[begin SOURCE PASSAGE]
# This and That...A few new birds...



## Glenn Bartley (Nov 3, 2016)

I'm getting caught up on post processing. Thought I'd share a few from various parts of South America.






Curl-crested Aracari, Brazil





Ruddy-capped Nightengale Thrush, Costa Rica





Yucatan Jay, Mexico





Hoatzin, Peru





Blond-crested Woodpecker, Brazil





Resplendent Quetzal, Costa Rica


----------



## Click (Nov 3, 2016)

Beautiful pictures, Glenn. 8)


----------



## GN Photos (Nov 3, 2016)

Amazing creatures, absolutely beautiful photos.


----------



## Stu_bert (Nov 3, 2016)

Stunning as always, thank you for sharing...


----------



## Jack Douglas (Nov 3, 2016)

As always, wonderful. What camera/s lens/es?

Jack


----------



## digigal (Nov 4, 2016)

Wow--those are beauties! Love the woodpecker.
Catherine


----------



## Valvebounce (Nov 4, 2016)

Hi Glenn. 
Excellent shots of some truly beautiful subjects. 
+1 on knowing the gear used for the shots, also the settings if possible please. 

Cheers, Graham.


----------



## Jack Douglas (Nov 5, 2016)

Well, Glen. I'd say it's time for some more! 

Jack


----------



## AlanF (Nov 5, 2016)

Valvebounce said:


> Hi Glenn.
> Excellent shots of some truly beautiful subjects.
> +1 on knowing the gear used for the shots, also the settings if possible please.
> 
> Cheers, Graham.



You have to pay for being told the settings. He sells them in eBooks, which he advertises under his signature. To be fair, he leaves the EXIF data on his images, which is good. Those images were taken with a 600mm f/4II and a 7DII. He's a pro, and those images are good.


----------



## Valvebounce (Nov 5, 2016)

Hi Alan. 
I have Glenn's trilogy of books (PP flash and Video Simplified) plus the 7DII setup guide that he does. All good informative reading. 
I never really gave it a thought about not wanting to share the settings. I'm reading this on a tablet and the only access to the exif is via Jeffrey's exif viewer and that doesn't work for more than one image on any URL. I guess I can open on a pic and right click! 

Cheers, Graham. 



AlanF said:


> Valvebounce said:
> 
> 
> > Hi Glenn.
> ...


----------
[end SOURCE PASSAGE]
[begin INFORMATION SHOWN]
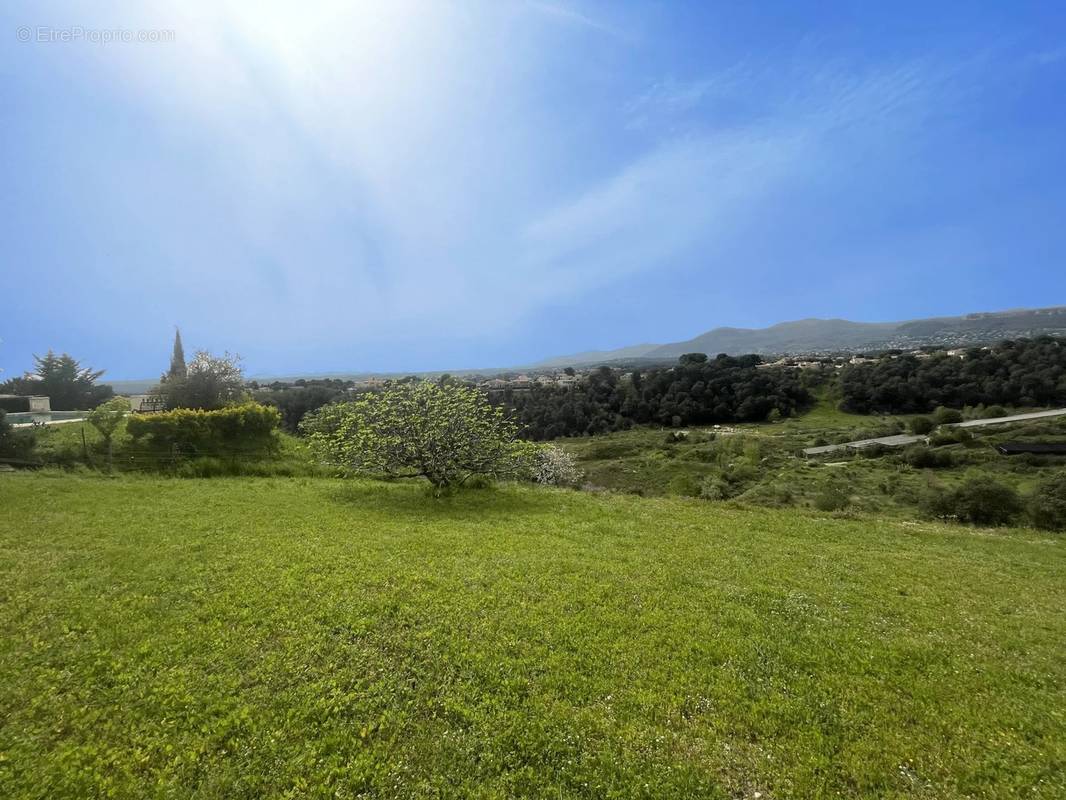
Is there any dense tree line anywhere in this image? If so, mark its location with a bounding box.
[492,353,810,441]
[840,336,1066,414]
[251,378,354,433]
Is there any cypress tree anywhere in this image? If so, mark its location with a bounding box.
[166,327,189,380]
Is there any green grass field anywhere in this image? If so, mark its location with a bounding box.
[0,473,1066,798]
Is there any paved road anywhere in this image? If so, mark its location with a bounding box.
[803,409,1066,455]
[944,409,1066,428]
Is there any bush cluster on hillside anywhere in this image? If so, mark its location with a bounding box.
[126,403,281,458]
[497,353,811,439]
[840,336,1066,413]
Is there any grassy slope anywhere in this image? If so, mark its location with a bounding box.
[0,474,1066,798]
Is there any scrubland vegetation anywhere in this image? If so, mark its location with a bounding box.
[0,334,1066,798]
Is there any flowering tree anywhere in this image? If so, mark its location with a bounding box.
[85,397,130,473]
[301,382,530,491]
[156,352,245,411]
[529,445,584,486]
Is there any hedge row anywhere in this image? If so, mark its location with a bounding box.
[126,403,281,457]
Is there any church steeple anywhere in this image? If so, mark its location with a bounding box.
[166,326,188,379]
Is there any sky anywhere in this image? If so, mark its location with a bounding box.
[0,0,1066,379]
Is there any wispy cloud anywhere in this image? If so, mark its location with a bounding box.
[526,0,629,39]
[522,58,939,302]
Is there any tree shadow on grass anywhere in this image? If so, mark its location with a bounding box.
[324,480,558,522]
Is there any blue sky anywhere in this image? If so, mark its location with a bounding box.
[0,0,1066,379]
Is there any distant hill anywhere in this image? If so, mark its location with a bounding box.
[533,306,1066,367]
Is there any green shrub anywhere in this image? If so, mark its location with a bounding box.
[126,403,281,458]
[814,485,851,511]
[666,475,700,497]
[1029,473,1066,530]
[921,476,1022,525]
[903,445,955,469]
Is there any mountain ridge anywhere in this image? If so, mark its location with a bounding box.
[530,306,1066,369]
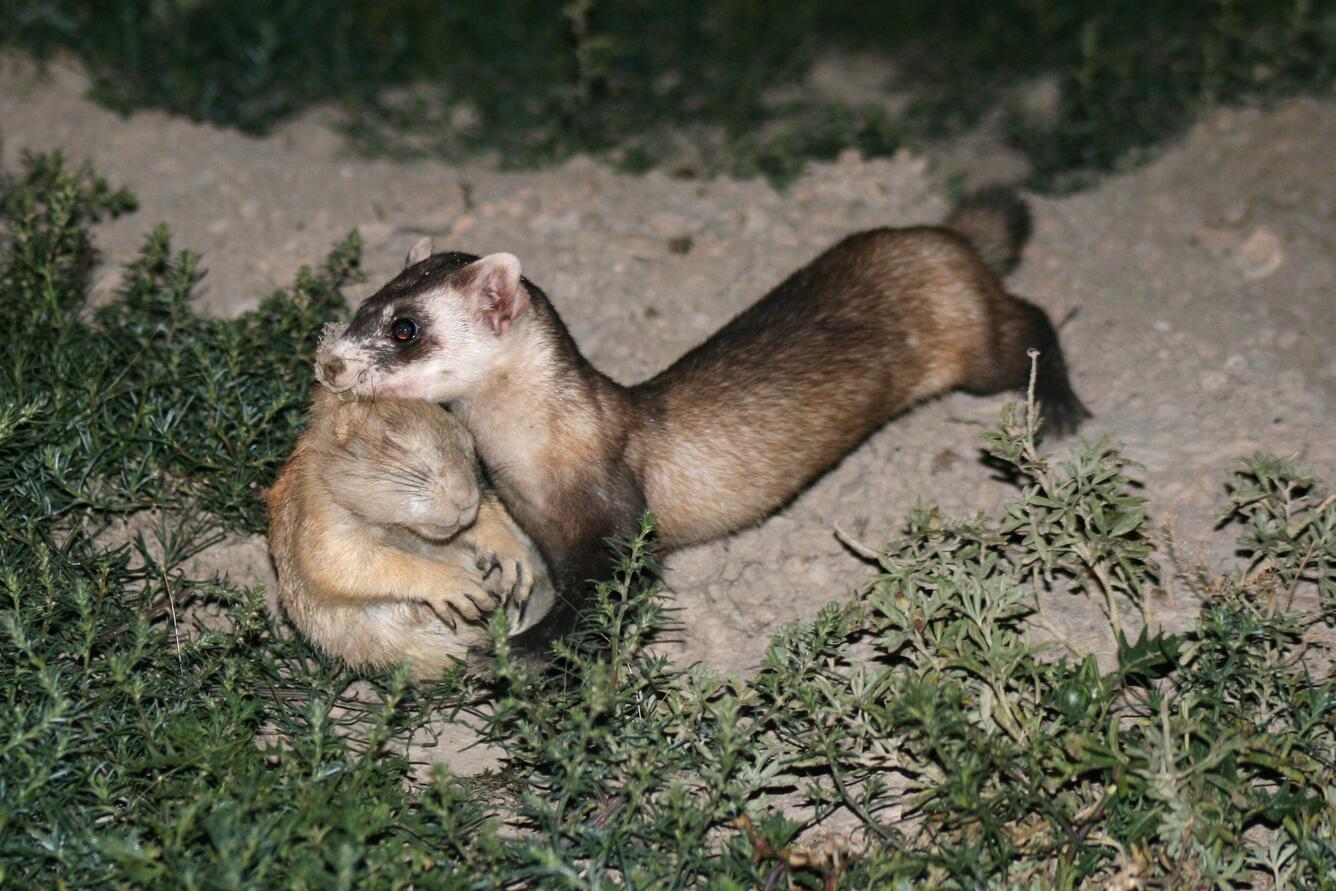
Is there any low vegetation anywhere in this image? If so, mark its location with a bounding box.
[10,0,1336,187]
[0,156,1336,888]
[end INFORMATION SHOWN]
● WHAT YOU ARE ASKED TO DO
From the bird photo thread, pull out the passage that runs from "## AlanF (Nov" up to and including "images are good.", word for word.

● SOLUTION TO THIS EXERCISE
## AlanF (Nov 5, 2016)

Valvebounce said:


> Hi Glenn.
> Excellent shots of some truly beautiful subjects.
> +1 on knowing the gear used for the shots, also the settings if possible please.
> 
> Cheers, Graham.



You have to pay for being told the settings. He sells them in eBooks, which he advertises under his signature. To be fair, he leaves the EXIF data on his images, which is good. Those images were taken with a 600mm f/4II and a 7DII. He's a pro, and those images are good.